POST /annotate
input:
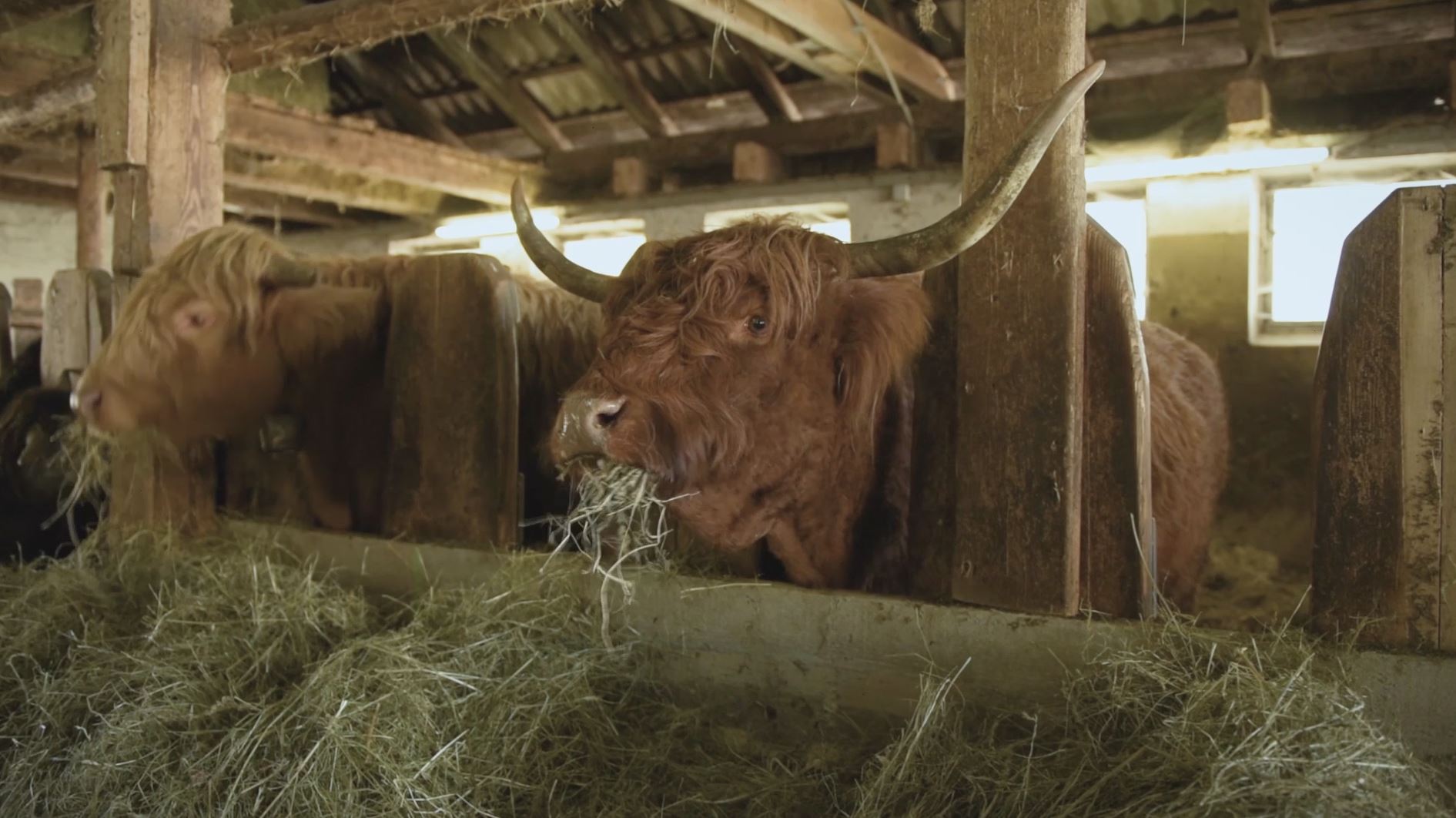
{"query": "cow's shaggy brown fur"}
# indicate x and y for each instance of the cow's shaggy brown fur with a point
(315, 351)
(798, 435)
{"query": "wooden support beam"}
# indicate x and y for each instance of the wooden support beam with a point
(494, 79)
(92, 194)
(122, 82)
(631, 176)
(357, 147)
(1119, 559)
(408, 111)
(1021, 409)
(1385, 511)
(755, 162)
(1248, 108)
(856, 35)
(19, 13)
(1257, 31)
(176, 193)
(895, 146)
(320, 29)
(775, 99)
(609, 69)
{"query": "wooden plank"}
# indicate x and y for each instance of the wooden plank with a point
(1117, 459)
(895, 146)
(493, 78)
(408, 111)
(91, 204)
(934, 494)
(341, 146)
(756, 162)
(1446, 571)
(124, 59)
(452, 383)
(1257, 29)
(1377, 431)
(608, 69)
(629, 176)
(320, 29)
(1021, 334)
(26, 312)
(775, 99)
(1248, 108)
(849, 31)
(6, 344)
(175, 194)
(67, 345)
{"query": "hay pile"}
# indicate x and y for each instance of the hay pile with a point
(226, 680)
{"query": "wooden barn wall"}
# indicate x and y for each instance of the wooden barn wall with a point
(1200, 245)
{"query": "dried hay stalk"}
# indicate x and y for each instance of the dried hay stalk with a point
(220, 677)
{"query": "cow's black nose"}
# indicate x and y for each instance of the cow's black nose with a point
(604, 411)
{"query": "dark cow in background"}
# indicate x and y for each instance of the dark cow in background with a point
(232, 328)
(34, 481)
(763, 371)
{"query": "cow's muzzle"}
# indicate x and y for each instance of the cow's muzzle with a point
(584, 425)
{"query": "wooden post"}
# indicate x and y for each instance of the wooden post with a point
(6, 347)
(934, 488)
(1248, 108)
(756, 162)
(91, 204)
(450, 373)
(168, 175)
(1021, 322)
(1385, 515)
(1117, 453)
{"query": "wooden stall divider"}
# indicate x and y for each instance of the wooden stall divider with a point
(1119, 555)
(450, 371)
(1385, 510)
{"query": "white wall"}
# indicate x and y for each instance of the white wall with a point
(35, 240)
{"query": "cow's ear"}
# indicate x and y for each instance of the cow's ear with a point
(313, 324)
(882, 327)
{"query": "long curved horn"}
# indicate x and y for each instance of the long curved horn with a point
(975, 219)
(565, 273)
(284, 271)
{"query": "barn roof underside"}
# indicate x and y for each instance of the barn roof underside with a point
(660, 79)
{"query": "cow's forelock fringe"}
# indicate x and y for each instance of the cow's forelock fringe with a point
(676, 312)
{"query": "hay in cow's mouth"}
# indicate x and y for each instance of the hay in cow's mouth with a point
(616, 518)
(220, 677)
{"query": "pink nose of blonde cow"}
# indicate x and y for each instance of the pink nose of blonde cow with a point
(586, 422)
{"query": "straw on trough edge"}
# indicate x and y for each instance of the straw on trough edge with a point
(222, 677)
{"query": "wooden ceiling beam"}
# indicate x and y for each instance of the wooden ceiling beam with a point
(360, 147)
(864, 39)
(609, 69)
(408, 109)
(491, 76)
(315, 31)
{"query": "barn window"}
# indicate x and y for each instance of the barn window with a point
(830, 219)
(601, 246)
(1305, 229)
(1127, 222)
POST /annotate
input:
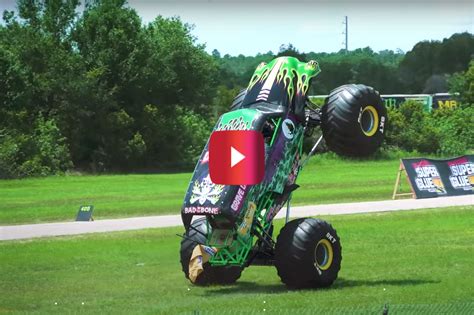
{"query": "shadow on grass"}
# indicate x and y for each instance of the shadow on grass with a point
(244, 287)
(349, 283)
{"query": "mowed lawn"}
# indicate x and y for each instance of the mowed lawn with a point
(324, 180)
(414, 261)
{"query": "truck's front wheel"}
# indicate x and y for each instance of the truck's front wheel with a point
(211, 274)
(353, 119)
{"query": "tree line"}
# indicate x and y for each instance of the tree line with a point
(97, 90)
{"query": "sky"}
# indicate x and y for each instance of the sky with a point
(250, 27)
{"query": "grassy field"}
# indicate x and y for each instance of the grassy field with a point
(416, 262)
(324, 180)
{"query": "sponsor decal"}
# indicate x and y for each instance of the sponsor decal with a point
(462, 174)
(428, 178)
(244, 227)
(206, 190)
(382, 124)
(200, 210)
(234, 124)
(205, 158)
(239, 198)
(288, 128)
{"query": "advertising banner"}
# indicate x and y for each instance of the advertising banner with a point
(432, 178)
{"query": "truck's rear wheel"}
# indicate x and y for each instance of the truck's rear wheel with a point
(308, 253)
(211, 274)
(353, 119)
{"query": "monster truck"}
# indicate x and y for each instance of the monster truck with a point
(233, 227)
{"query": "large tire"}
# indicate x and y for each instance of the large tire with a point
(308, 254)
(238, 100)
(353, 119)
(210, 274)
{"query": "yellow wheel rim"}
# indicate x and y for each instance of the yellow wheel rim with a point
(369, 121)
(323, 254)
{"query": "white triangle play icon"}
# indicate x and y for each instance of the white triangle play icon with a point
(235, 157)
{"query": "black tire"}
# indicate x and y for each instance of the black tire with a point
(353, 119)
(308, 254)
(238, 100)
(210, 274)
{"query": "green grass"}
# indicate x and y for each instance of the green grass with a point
(324, 180)
(416, 262)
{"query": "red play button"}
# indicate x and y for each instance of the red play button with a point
(236, 157)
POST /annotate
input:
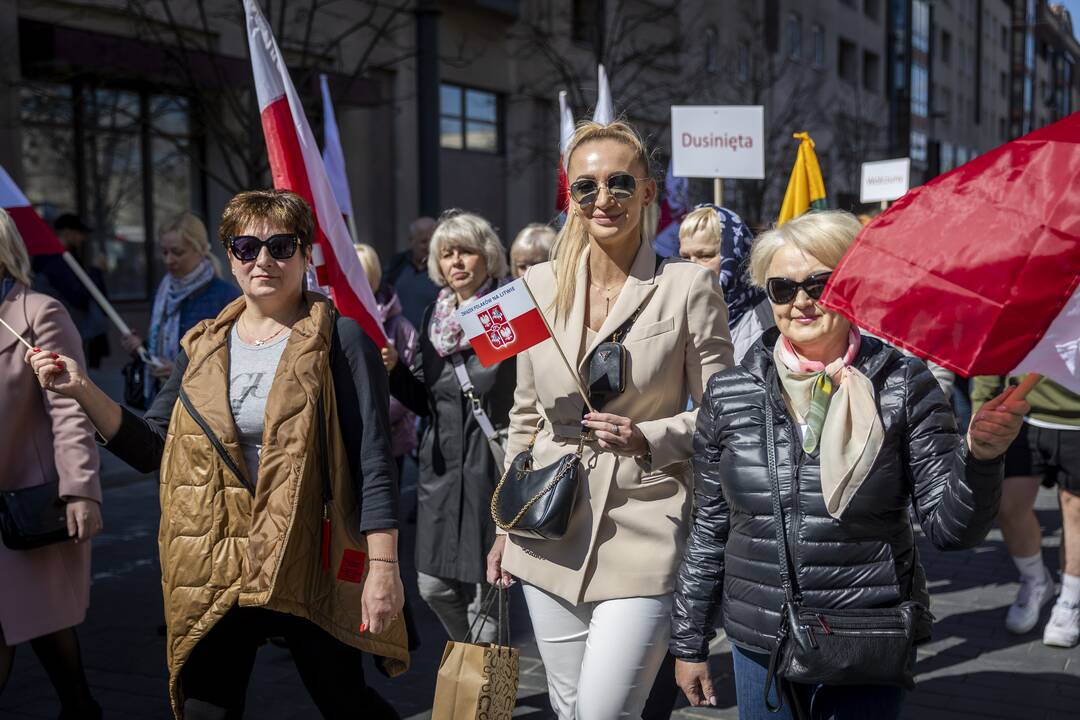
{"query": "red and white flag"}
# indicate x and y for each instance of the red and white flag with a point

Problem description:
Pictures are not part of the copy; output everything else in the records exactly.

Right answer:
POST /annotate
input:
{"query": "cow's shaggy brown fur"}
# indicate x and y for each instance of the cow's shaggy brown fur with a point
(315, 351)
(798, 435)
{"query": "wooden support beam"}
# indicate x and y for each instance of the wooden support beam with a point
(494, 79)
(92, 194)
(122, 82)
(631, 176)
(357, 147)
(1119, 559)
(408, 111)
(1021, 409)
(1385, 511)
(755, 162)
(1248, 108)
(856, 35)
(19, 13)
(1257, 31)
(176, 193)
(895, 146)
(320, 29)
(775, 99)
(609, 69)
{"query": "wooden plank"}
# indicate x and y for each instance of the wooden plank with a point
(1117, 459)
(895, 146)
(493, 78)
(408, 111)
(91, 204)
(934, 494)
(341, 146)
(756, 162)
(1446, 571)
(124, 59)
(452, 383)
(1257, 29)
(1377, 431)
(608, 69)
(629, 176)
(320, 29)
(1021, 334)
(26, 312)
(775, 99)
(1248, 108)
(849, 31)
(6, 344)
(175, 194)
(67, 345)
{"query": "hay pile"}
# indicate x and y for each instance of the hay pile with a point
(226, 680)
{"query": "wooden barn wall"}
# indicate x and y for each instance of the wooden barn wall with a point
(1200, 245)
{"query": "dried hay stalk"}
# indicate x and y for each instance of the dried hay stalk with a point
(220, 677)
{"query": "cow's black nose"}
# indicate x and y for each instance of the cow's black nose with a point
(604, 411)
{"query": "dark cow in background"}
# indicate x and y for each instance of the dark cow in background with a point
(232, 328)
(34, 481)
(763, 371)
{"query": "cow's muzzle"}
# indicate x and y for each instance of the cow's muzzle with a point
(584, 425)
{"query": "wooden post"}
# indicate x and y for each instance of the wooden post with a point
(6, 347)
(934, 488)
(1248, 108)
(756, 162)
(91, 204)
(450, 373)
(168, 175)
(1021, 322)
(1385, 515)
(1117, 453)
{"query": "wooden stall divider"}
# indicate x and y for each instance of the wooden stall divider with a point
(1119, 555)
(450, 371)
(1385, 510)
{"query": "white wall"}
# indicate x and y for each instance of the white wall with a point
(35, 240)
{"query": "cow's ear"}
# indicate x and y for each instance of the cow's ear with a point
(313, 324)
(882, 327)
{"query": "long curved horn"}
# indicate x and y for each instance of the long curved horn with a point
(975, 219)
(565, 273)
(284, 271)
{"query": "barn roof underside"}
# indicate x and y for each instance of the barn roof underside with a point
(660, 79)
{"query": "cow's forelock fringe"}
# indicate x and y for each instance of the cow's forelock fringe with a point
(676, 312)
{"query": "hay in cow's mouth"}
# indicate x and y for each instance of the hay in cow's mouth with a point
(616, 518)
(220, 677)
{"query": "pink nose of blonde cow"}
# indicate x and y for each instance of the pink nose of blonde cow with a point
(586, 422)
{"query": "straw on trough edge"}
# indicate x and y for each instance of the straw on trough edge with a point
(222, 677)
{"query": "wooden ceiling beam"}
# indicate x and y for each instance of the wooden ceiling beam with a point
(360, 147)
(864, 39)
(609, 69)
(408, 109)
(491, 76)
(315, 31)
{"query": "barn window"}
# indicate x and y for each instance of the barn window with a point
(830, 219)
(601, 246)
(1305, 229)
(1127, 222)
POST /annotate
input:
{"query": "shadow on grass"}
# indicate x and y for each instance of the shadow on grass with a point
(244, 287)
(349, 283)
{"query": "mowed lawn"}
# indicate x and y for each instance of the mowed lawn with a point
(324, 180)
(414, 261)
{"query": "truck's front wheel"}
# indicate x and y for each instance of the truck's front wheel with a point
(211, 274)
(353, 119)
{"query": "tree line"}
# indicate x and y for each instance of the tree line with a point
(97, 90)
{"query": "sky"}
# indicate x and y for each instance of the sky with a point
(250, 27)
{"query": "grassy field"}
# indicate x and y for each instance of the grassy field with a point
(416, 262)
(324, 180)
{"query": "sponsor decal"}
# indicate x and y for each instance of the sponsor decal with a point
(462, 174)
(428, 178)
(244, 227)
(206, 190)
(382, 124)
(200, 210)
(234, 124)
(205, 158)
(239, 198)
(288, 128)
{"query": "advertising banner"}
# indicate x and y for each instance of the advertising banner with a point
(432, 178)
{"query": "truck's rear wheel"}
# indicate x and y for each instance of the truck's rear wheel with a point
(308, 253)
(211, 274)
(353, 119)
{"query": "monster truck"}
# indicate x and y for each instance of the monster truck with a point
(233, 227)
{"query": "large tire"}
# indicate x and y for each instance of the large tire with a point
(308, 254)
(238, 100)
(353, 119)
(210, 274)
{"query": "yellow wheel rim"}
# indicate x and y for each instance of the yellow wheel rim with a point
(369, 121)
(323, 254)
{"query": "white triangle play icon"}
# indicate x and y for each instance of the white triangle play icon with a point
(235, 157)
{"query": "black tire"}
# indicate x and y for each instance of the black tire with a point
(353, 119)
(308, 254)
(238, 100)
(210, 274)
{"query": "green grass"}
# indicate x and y for each instance of the green grass with a point
(324, 180)
(416, 262)
{"query": "red play button"}
# indicate x and y for each instance of the red play button with a point
(236, 157)
POST /annotate
input:
{"query": "red and white flag"}
# indicate x and y for each instance of the red and white flag with a point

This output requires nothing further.